## What you should do
Without including any picture, return the complete set of records exactly.

## Records provided
:::

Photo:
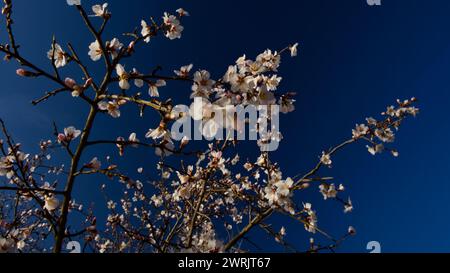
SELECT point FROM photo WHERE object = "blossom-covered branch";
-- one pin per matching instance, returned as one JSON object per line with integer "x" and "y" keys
{"x": 210, "y": 199}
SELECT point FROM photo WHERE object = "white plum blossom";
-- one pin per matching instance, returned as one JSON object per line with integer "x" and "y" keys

:::

## Output
Photo:
SELECT point FROM photo WHERE object = "blossom-covered branch";
-- one pin per matching instance, returned as one JSON object per line with integer "x" and "y" keys
{"x": 210, "y": 199}
SELECT point FROM photo WHERE object = "white plum blossom";
-- one pin per matching instance, returned as one JSON object per line with integer "x" and "y" keys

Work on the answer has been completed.